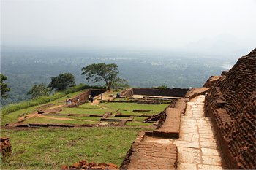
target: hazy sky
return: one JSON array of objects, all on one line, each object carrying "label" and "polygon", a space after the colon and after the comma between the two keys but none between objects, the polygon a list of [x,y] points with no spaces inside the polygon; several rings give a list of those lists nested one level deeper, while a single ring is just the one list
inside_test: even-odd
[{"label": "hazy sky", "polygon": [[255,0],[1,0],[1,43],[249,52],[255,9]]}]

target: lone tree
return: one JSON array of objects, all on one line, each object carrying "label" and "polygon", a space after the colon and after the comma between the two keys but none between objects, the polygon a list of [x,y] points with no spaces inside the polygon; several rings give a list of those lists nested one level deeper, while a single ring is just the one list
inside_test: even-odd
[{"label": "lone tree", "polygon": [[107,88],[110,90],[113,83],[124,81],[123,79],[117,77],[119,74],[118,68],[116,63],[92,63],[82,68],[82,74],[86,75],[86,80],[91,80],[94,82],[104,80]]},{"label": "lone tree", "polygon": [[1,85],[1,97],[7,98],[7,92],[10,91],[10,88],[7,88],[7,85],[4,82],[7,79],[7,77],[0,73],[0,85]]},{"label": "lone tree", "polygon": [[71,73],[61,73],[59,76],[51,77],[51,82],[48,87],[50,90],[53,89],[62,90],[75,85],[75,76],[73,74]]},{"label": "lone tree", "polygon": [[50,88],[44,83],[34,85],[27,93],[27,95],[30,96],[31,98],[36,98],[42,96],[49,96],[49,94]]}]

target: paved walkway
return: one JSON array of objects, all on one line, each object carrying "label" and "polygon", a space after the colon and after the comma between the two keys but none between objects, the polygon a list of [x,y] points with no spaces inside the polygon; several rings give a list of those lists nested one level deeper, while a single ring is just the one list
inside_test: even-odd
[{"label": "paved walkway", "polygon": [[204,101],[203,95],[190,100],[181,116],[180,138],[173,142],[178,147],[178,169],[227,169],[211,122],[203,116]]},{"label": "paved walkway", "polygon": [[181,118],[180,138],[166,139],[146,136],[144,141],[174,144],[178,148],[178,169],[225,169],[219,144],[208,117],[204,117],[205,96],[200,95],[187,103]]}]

§ §

◆ CHALLENGE:
Rescale the part of the records that opens with the line containing "target: lone tree" and closes at the end of the records, both ends included, and return only those lines, with the requests unchanged. In the answers, multiply every polygon point coordinate by 1.1 and round to whole numbers, with halves rounded up.

◆ RESULT:
target: lone tree
return: one JSON array of objects, all on one line, each object carrying "label" and "polygon", a space after the colon and after the comma between the two keys but none between objects, the polygon a list of [x,y] points with no spaces inside the polygon; several rings give a list of those lists nested one level deeper, while a single ring is just the one list
inside_test: even-odd
[{"label": "lone tree", "polygon": [[118,97],[121,99],[124,91],[136,89],[135,87],[129,85],[131,81],[130,75],[128,69],[101,69],[90,75],[90,81],[95,83],[95,88],[100,88],[103,90],[114,88]]},{"label": "lone tree", "polygon": [[1,94],[1,107],[8,108],[8,101],[11,100],[11,97],[8,97],[8,94],[4,90],[8,87],[8,85],[0,80],[0,94]]},{"label": "lone tree", "polygon": [[78,80],[67,80],[65,84],[56,85],[56,90],[53,96],[55,99],[58,98],[68,99],[83,94],[83,84],[80,81]]},{"label": "lone tree", "polygon": [[55,97],[48,91],[37,94],[30,102],[30,105],[33,106],[34,108],[40,108],[46,106],[54,106],[54,103]]}]

target: paved walkway
return: one JSON array of objects, all on one line, each object carrying "label" and "polygon", a space after the colon and after the comma between the two keys but none between objects, the polygon a list of [x,y] points with no spaces inside the polygon; several rings give a list of those lists nested one level deeper, while a single ring is just the one list
inside_test: even-odd
[{"label": "paved walkway", "polygon": [[224,111],[223,105],[209,110],[199,128],[198,152],[190,156],[196,162],[196,186],[250,186],[232,134],[223,128]]},{"label": "paved walkway", "polygon": [[199,130],[198,152],[183,153],[161,150],[158,155],[191,158],[196,163],[196,186],[248,186],[241,158],[229,129],[224,129],[226,106],[220,105],[206,113]]}]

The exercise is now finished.